Task requirements
Update the entries below by changing every "khaki uniform shirt" to "olive uniform shirt" and keeping all other text the same. Leave the pictures out of your answer.

:: Input data

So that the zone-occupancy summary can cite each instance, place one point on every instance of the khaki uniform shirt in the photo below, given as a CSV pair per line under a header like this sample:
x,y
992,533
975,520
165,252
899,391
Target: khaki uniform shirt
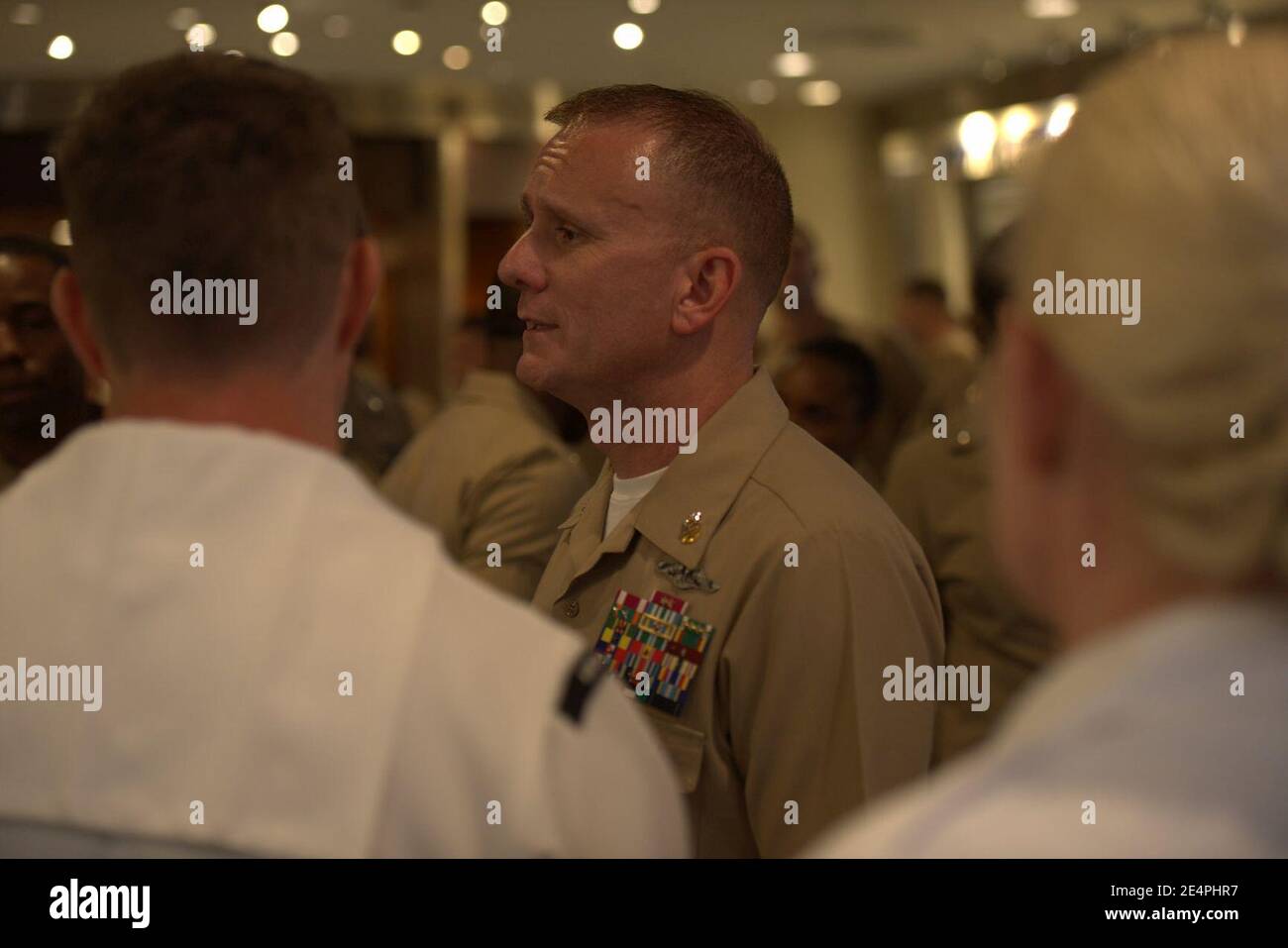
x,y
1140,721
490,469
782,725
939,489
8,473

::::

Correct output
So that the zone-occupancy summary can cite each instance, place one point on every instance of the olive uniform shirt in the photo below, given as a CSV pair per line under a header like this sample:
x,y
992,533
975,520
165,252
899,391
Target: olive uniform shirt
x,y
1140,721
490,469
782,725
939,489
8,473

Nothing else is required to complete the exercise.